____ Texto proporcionado

Jun 30, 2024 / 00:05

Este es el legado de Sor Juana Inés de la Cruz

México - En el flujo constante de los movimientos literarios, el sueño del Barroco despertó en los brazos del Neoclasicismo, y muchos autores del Siglo de Oro se resignaron a su ingratitud. Fue el XVIII, una centuria de claridad, de ideas más que de formas y de altas aspiraciones morales. Al fin y al cabo, Góngora no fue reivindicado hasta el tercer centenario de su muerte por los cachorros de la Generación del 27 y al bueno de Cervantes lo elevaron a los altares los románticos alemanes.

Con Sor Juana Inés de la Cruz pasó algo parecido. Para algunos teóricos, el Siglo de Oro concluye con la muerte de Calderón, en 1681. Pues bien: la Décima Musa falleció aún más tarde, en 1695, prolongando en la literatura novohispana la magia de ese periodo irrepetible. Benito Jerónimo Feijoo se acordó de ella en su discurso sobre los españoles americanos del Teatro crítico universal (1730) y fue así de cristalino: “Si discurrimos por las mujeres sabias y agudas, sin ofensa de alguna, se puede asegurar que ninguna dio tan altas muestras (que saliesen a la luz pública) como la famosa monja de México Sor Juana Inés de la Cruz”. La mayor lumbrera de la Ilustración española estaba, pues, al corriente de su grandeza, aunque, como observó Carmen de Mora en el recomendable ensayo La recepción literaria de Sor Juana Inés de la Cruz: un siglo de apreciaciones críticas (1910-2010), “valoraba más el saber enciclopédico de la monja que su talento poético”. “Lo menos que tuvo apostilló el padre en Defensa de las mujeres fue el talento para la poesía, aunque es lo que más se celebra”. En esa línea se pronunció Alberto Lista, y, por su misma época, otro notable erudito, Juan Nicolás Böhl de Faber, la sentenció en su Floresta de rimas antiguas castellanas: “Sus poemas no pasan de la medianía”. ¿Machismo o simple ceguera?

________
____ Registros

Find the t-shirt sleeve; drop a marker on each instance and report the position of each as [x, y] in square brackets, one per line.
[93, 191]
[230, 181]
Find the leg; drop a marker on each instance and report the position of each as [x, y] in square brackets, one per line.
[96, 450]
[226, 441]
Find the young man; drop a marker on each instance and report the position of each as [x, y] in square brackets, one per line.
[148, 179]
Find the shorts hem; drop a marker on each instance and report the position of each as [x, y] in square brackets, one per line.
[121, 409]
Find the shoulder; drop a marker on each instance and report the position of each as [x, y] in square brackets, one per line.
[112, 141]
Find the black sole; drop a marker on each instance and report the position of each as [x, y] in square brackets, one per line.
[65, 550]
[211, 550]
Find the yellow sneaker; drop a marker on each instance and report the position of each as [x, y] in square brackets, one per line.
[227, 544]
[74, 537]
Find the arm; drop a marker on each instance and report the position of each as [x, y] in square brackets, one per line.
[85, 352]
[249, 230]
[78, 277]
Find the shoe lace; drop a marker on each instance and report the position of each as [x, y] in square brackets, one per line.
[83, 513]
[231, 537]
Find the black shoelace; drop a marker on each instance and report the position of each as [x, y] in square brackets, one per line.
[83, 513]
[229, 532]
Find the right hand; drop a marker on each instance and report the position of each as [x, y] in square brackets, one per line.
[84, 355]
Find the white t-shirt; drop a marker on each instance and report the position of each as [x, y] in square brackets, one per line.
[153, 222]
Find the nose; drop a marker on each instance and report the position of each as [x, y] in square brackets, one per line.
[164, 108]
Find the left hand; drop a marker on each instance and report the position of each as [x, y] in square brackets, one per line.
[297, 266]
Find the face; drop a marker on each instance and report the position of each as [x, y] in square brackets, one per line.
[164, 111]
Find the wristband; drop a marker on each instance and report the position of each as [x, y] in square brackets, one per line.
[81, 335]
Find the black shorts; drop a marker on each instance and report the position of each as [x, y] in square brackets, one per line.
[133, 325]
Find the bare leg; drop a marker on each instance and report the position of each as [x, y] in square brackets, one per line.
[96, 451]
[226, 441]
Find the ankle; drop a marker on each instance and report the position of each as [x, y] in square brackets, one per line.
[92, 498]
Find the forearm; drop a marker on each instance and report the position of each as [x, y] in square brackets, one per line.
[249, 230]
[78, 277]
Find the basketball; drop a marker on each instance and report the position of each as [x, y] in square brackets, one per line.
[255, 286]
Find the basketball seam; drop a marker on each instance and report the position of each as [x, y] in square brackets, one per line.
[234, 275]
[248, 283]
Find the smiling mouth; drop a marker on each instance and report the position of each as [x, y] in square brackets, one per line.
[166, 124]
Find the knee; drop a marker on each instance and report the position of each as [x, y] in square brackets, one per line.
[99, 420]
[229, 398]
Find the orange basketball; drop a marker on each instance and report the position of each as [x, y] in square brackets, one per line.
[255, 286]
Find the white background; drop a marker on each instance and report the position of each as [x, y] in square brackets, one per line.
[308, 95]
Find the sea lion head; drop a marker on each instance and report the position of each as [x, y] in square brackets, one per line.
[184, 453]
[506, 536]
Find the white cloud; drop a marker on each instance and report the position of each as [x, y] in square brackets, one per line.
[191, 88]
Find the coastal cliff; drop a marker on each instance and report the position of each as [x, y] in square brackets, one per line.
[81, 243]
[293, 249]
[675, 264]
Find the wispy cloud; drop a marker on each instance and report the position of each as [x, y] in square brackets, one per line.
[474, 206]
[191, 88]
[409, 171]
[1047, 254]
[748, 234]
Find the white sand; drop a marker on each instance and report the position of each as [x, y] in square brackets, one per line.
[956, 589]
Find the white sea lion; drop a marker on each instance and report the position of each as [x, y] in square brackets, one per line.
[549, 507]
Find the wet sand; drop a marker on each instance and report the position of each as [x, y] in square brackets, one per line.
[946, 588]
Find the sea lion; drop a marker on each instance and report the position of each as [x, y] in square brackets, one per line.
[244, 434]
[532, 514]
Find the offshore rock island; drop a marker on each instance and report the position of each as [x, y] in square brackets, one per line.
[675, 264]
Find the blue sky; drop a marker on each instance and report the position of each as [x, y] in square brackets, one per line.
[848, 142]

________

Instrucciones.
1. Responde con datos del texto sobre el legado de Sor Juana Inés de la Cruz:
(a) ¿En qué año murió Calderón?
(b) ¿En qué año falleció Sor Juana Inés de la Cruz?
(c) ¿En qué obra de 1730 se acordó de ella Benito Jerónimo Feijoo?
2. Reescribe la parte del texto sobre el legado de Sor Juana Inés de la Cruz que empieza con las palabras "Este es el legado" y termina con "los románticos alemanes.", cambiando "Barroco" por "Manierismo".
3. Indica si cada afirmación coincide con el texto sobre el legado de Sor Juana Inés de la Cruz, y cita las palabras exactas que lo deciden:
(a) Góngora fue reivindicado en el tercer centenario de su muerte.
(b) Según Carmen de Mora, Feijoo valoraba más el talento poético de la monja que su saber enciclopédico.
(c) Böhl de Faber afirmó que los poemas de Sor Juana no pasan de la medianía.

Respuestas por tarea.
1.
(a) En 1681.
(b) En 1695.
(c) En el Teatro crítico universal.

2.
Este es el legado de Sor Juana Inés de la Cruz

México - En el flujo constante de los movimientos literarios, el sueño del Manierismo despertó en los brazos del Neoclasicismo, y muchos autores del Siglo de Oro se resignaron a su ingratitud. Fue el XVIII, una centuria de claridad, de ideas más que de formas y de altas aspiraciones morales. Al fin y al cabo, Góngora no fue reivindicado hasta el tercer centenario de su muerte por los cachorros de la Generación del 27 y al bueno de Cervantes lo elevaron a los altares los románticos alemanes.

3.
(a) Sí: "Góngora no fue reivindicado hasta el tercer centenario de su muerte por los cachorros de la Generación del 27".
(b) No: "valoraba más el saber enciclopédico de la monja que su talento poético".
(c) Sí: "Sus poemas no pasan de la medianía".